# [ПРЕДОСТАВЛЕННЫЙ ОТРЫВОК]
Он: — Я-то знаю, что я свободен, я был и буду свободен, а вот свободна ли корова?


Стихи свои он хотел прочитать мне на холме — перед горою Кастель, Чатырдагом и морем. И сказал: прежде чем я прочту вам стихи, вглядитесь в этот пейзаж: они — о нем. Я стал вглядываться. Но вдруг внизу, далеко, показались две фигуры, женские, которые минут через 20 могли бы подняться к нам. Он зашептал: «нет, я не буду читать! Идем скорее! Люди!» — и кинулся домой.


Человекобоязнь. Он несколько раз излагал, как пришли к нему такие-то или такие-то люди — «и я их, конечно, выгнал». Но тут же я узнавал о его огромной доброте — о том, сколько он раздавал молока, сколько он давал денег — а в конце убедился и в том, как он добр по отношению ко мне: когда я уезжал, его жена положила мне в корзину кулич, подарила мне фунта 4 миндалю (с собственного дерева), он подарил мне книги («Валю» и «Печаль полей») — и корзину для купленного мною винограда (за виноградом ходили мы вместе. Он, вопреки своим правилам, спустился вниз в Алушту, к татарам). И вообще доброта, простодушие, жалость ко мне (из-за Муры) все время сказывалась в его речах. Утром он и она пошли провожать меня на катер. Я спустился вниз — и вдруг на полдороге вспомнил, что забыл корзину с виноградом. Она побежала вверх, в гору, чтобы достать виноград, чтобы не опоздать. Я ушел очень обласканный и сильно злюсь на себя, что у меня написалось теперь столько злого.

# [ЗАДАНИЕ 1]
Какие книги были подарены при отъезде, согласно предоставленному отрывку?

# [ИСХОДНЫЕ ДАННЫЕ]
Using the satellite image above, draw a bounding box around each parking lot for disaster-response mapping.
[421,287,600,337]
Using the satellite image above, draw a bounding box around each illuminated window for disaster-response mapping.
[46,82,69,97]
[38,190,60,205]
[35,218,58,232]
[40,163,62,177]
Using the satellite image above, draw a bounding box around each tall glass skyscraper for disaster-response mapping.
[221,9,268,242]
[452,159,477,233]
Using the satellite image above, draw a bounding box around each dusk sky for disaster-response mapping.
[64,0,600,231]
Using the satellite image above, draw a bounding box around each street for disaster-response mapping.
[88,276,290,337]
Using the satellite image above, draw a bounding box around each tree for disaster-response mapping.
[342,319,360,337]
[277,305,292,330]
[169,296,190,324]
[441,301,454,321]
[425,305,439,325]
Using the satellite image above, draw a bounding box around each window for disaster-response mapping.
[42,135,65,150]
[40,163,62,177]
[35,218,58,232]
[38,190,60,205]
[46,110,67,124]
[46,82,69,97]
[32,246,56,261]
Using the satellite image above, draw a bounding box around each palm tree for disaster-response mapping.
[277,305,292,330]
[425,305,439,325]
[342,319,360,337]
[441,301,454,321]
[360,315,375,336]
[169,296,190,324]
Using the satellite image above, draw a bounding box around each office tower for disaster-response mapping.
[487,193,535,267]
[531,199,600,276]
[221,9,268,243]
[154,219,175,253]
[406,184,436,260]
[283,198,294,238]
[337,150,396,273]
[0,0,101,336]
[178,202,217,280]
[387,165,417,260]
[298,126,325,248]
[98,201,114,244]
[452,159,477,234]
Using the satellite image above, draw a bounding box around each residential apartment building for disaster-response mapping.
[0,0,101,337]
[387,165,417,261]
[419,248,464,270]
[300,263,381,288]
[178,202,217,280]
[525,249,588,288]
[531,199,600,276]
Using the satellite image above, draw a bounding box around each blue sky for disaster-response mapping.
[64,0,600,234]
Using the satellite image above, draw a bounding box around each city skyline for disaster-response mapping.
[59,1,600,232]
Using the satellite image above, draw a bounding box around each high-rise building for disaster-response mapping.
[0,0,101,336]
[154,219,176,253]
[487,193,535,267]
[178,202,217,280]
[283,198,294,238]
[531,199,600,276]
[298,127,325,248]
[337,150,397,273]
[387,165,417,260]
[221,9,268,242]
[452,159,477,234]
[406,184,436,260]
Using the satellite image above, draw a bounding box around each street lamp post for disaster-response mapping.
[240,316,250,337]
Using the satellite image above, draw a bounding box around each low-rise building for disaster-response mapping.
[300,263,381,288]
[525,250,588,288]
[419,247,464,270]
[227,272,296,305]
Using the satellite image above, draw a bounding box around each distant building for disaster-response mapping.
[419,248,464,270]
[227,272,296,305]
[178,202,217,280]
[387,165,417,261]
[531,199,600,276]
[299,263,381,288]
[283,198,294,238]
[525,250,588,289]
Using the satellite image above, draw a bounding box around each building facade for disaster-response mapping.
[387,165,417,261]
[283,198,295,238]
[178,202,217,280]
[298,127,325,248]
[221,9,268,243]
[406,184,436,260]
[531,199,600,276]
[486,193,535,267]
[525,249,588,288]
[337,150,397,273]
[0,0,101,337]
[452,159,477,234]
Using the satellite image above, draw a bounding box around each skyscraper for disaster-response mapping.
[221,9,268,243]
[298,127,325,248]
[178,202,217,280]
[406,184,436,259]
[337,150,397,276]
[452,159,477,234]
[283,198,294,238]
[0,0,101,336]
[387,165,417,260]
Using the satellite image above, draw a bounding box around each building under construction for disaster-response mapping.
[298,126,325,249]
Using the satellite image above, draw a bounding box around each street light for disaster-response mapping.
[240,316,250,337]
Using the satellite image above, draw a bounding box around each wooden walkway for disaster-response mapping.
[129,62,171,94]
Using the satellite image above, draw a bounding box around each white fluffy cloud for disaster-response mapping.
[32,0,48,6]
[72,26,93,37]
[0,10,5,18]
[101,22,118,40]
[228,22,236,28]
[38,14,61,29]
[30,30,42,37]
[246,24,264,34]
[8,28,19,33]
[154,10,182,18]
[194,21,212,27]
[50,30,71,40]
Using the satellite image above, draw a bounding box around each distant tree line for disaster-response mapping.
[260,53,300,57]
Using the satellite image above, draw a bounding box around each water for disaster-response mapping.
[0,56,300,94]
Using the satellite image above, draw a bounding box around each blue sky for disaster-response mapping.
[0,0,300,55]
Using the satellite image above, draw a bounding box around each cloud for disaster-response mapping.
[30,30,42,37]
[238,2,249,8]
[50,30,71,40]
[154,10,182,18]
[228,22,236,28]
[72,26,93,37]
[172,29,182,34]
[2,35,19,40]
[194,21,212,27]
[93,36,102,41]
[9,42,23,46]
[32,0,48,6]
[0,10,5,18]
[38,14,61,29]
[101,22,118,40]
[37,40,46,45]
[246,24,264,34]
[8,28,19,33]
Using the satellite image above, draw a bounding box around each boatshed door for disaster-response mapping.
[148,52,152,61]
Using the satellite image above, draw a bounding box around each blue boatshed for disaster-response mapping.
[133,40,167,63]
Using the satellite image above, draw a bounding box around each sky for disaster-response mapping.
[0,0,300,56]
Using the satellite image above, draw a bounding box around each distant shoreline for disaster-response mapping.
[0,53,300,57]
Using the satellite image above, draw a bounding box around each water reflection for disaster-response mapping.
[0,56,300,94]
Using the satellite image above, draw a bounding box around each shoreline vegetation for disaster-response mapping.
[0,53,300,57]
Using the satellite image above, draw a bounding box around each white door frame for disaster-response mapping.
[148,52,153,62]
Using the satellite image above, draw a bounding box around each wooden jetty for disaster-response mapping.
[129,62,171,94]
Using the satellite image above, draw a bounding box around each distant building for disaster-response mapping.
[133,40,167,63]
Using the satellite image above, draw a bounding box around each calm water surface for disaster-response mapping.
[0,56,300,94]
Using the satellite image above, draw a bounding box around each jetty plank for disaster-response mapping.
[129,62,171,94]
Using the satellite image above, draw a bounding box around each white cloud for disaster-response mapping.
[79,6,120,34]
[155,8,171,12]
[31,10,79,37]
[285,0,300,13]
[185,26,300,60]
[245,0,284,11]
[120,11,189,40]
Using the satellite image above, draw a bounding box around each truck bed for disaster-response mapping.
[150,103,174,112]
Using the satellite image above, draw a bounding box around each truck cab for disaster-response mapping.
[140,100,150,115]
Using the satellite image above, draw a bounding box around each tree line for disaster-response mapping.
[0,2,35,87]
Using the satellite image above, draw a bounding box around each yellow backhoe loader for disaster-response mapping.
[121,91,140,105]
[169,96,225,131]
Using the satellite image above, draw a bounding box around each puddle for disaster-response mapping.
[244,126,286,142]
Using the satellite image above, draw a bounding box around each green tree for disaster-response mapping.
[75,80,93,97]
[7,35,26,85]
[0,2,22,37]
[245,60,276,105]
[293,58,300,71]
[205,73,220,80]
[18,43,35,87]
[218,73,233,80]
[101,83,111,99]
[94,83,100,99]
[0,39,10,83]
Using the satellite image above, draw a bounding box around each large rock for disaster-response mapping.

# [ЗАДАНИЕ 2]
Процитируйте без изменений записи с самого их начала до строки, содержащей «[32,246,56,261]», включительно.

# [ПОЛНЫЙ ОТВЕТ 1]
«Валя» и «Печаль полей».

# [ПОЛНЫЙ ОТВЕТ 2]
Using the satellite image above, draw a bounding box around each parking lot for disaster-response mapping.
[421,287,600,337]
Using the satellite image above, draw a bounding box around each illuminated window for disaster-response mapping.
[46,82,69,97]
[38,190,60,205]
[35,218,58,232]
[40,163,62,177]
Using the satellite image above, draw a bounding box around each tall glass skyscraper for disaster-response mapping.
[221,9,268,242]
[452,159,477,233]
Using the satellite image above, draw a bounding box around each dusk sky for disaster-response mapping.
[64,0,600,231]
Using the satellite image above, draw a bounding box around each street for disaster-response mapping.
[88,276,290,337]
Using the satellite image above, draw a bounding box around each tree for disaster-response mapping.
[342,319,360,337]
[277,305,292,330]
[169,296,190,324]
[441,301,454,321]
[425,305,439,325]
Using the satellite image above, draw a bounding box around each window for disaster-response mapping.
[42,135,65,150]
[40,163,62,177]
[35,218,58,232]
[38,190,60,205]
[46,110,67,124]
[46,82,69,97]
[32,246,56,261]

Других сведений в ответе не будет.